-- RECORD LIST start --

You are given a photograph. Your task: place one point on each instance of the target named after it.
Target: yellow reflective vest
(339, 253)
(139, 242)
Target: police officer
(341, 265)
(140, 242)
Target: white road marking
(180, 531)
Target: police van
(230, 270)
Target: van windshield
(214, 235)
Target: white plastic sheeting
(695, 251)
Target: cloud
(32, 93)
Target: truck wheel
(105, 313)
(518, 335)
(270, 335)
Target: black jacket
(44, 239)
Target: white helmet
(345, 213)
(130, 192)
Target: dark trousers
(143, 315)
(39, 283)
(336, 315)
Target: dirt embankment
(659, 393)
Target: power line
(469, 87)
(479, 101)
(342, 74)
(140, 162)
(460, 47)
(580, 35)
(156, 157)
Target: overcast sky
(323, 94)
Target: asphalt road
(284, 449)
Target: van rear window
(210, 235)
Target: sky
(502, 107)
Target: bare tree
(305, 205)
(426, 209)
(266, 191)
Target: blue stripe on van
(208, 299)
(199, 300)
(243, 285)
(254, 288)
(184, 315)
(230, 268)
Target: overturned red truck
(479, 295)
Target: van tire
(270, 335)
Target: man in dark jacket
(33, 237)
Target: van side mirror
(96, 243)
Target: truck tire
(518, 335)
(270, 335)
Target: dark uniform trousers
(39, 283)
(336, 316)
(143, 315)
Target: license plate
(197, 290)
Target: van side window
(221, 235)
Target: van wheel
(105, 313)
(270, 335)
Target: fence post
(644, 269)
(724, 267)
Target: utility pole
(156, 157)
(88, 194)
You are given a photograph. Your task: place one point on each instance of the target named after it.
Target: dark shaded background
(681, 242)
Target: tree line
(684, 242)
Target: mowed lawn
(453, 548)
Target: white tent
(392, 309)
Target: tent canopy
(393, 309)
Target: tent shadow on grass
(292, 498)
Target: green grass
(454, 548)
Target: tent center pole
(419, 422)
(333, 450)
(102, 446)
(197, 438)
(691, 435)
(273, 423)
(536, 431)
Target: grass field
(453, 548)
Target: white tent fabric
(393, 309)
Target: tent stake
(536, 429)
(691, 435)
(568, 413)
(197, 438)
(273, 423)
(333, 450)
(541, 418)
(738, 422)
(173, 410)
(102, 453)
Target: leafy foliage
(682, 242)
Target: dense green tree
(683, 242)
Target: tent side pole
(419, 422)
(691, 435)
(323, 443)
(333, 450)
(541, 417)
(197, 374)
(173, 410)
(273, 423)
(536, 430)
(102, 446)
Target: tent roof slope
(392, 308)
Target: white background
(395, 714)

-- RECORD LIST end --

DIRECTIVE:
Convert every line of the records above into a JSON list of strings, with one string per line and blank lines left out.

COMPLETE ANSWER:
[
  "You are given a photograph. Your task: place one point on each instance of the target named after it.",
  "Target: yellow reflective vest",
  "(339, 253)",
  "(139, 242)",
  "Target: police officer",
  "(341, 265)",
  "(140, 242)",
  "Target: white road marking",
  "(180, 531)",
  "Target: police van",
  "(230, 270)",
  "Target: van windshield",
  "(214, 235)",
  "Target: white plastic sheeting",
  "(695, 251)",
  "Target: cloud",
  "(32, 93)",
  "Target: truck wheel",
  "(105, 313)",
  "(518, 335)",
  "(270, 335)",
  "Target: black jacket",
  "(44, 239)",
  "Target: white helmet",
  "(345, 213)",
  "(130, 192)",
  "Target: dark trousers",
  "(143, 315)",
  "(39, 283)",
  "(336, 315)",
  "Target: dirt embankment",
  "(659, 393)",
  "Target: power line",
  "(469, 87)",
  "(479, 101)",
  "(342, 74)",
  "(140, 162)",
  "(460, 47)",
  "(580, 35)",
  "(156, 157)",
  "Target: overcast sky",
  "(323, 94)",
  "Target: asphalt road",
  "(284, 449)",
  "Target: van rear window",
  "(210, 235)",
  "Target: sky",
  "(502, 107)",
  "Target: bare tree",
  "(305, 205)",
  "(426, 209)",
  "(266, 191)",
  "Target: blue stripe on van",
  "(208, 299)",
  "(199, 300)",
  "(243, 285)",
  "(254, 288)",
  "(184, 315)",
  "(230, 268)",
  "Target: overturned red truck",
  "(479, 295)",
  "Target: van tire",
  "(270, 335)",
  "Target: man in dark jacket",
  "(33, 237)",
  "Target: van side mirror",
  "(96, 243)",
  "Target: truck tire",
  "(518, 335)",
  "(270, 335)",
  "Target: dark uniform trousers",
  "(39, 283)",
  "(336, 316)",
  "(143, 315)",
  "Target: license plate",
  "(197, 290)",
  "Target: van side window",
  "(221, 235)",
  "Target: van wheel",
  "(105, 313)",
  "(270, 335)",
  "Target: fence post",
  "(644, 269)",
  "(724, 267)",
  "Target: utility pole",
  "(156, 157)",
  "(88, 194)",
  "You are given a photograph. Your task: place one point on each instance of the target named after it.",
  "Target: dark shaded background",
  "(681, 242)",
  "Target: tree line",
  "(684, 242)",
  "Target: mowed lawn",
  "(453, 548)",
  "Target: white tent",
  "(392, 309)",
  "Target: tent canopy",
  "(393, 309)",
  "Target: tent shadow on grass",
  "(292, 498)",
  "Target: green grass",
  "(454, 548)",
  "Target: tent center pole",
  "(419, 422)",
  "(333, 450)",
  "(102, 446)",
  "(197, 438)",
  "(691, 435)",
  "(273, 423)",
  "(536, 431)",
  "Target: grass field",
  "(453, 548)",
  "Target: white tent fabric",
  "(393, 309)",
  "Target: tent stake",
  "(536, 429)",
  "(691, 435)",
  "(568, 413)",
  "(197, 438)",
  "(273, 423)",
  "(333, 450)",
  "(541, 418)",
  "(738, 422)",
  "(173, 410)",
  "(102, 453)",
  "Target: leafy foliage",
  "(682, 242)",
  "Target: dense green tree",
  "(683, 242)",
  "Target: tent side pole",
  "(419, 422)",
  "(691, 435)",
  "(323, 443)",
  "(333, 450)",
  "(541, 417)",
  "(197, 374)",
  "(173, 410)",
  "(273, 423)",
  "(536, 430)",
  "(102, 446)",
  "Target: tent roof slope",
  "(392, 308)",
  "Target: white background",
  "(395, 714)"
]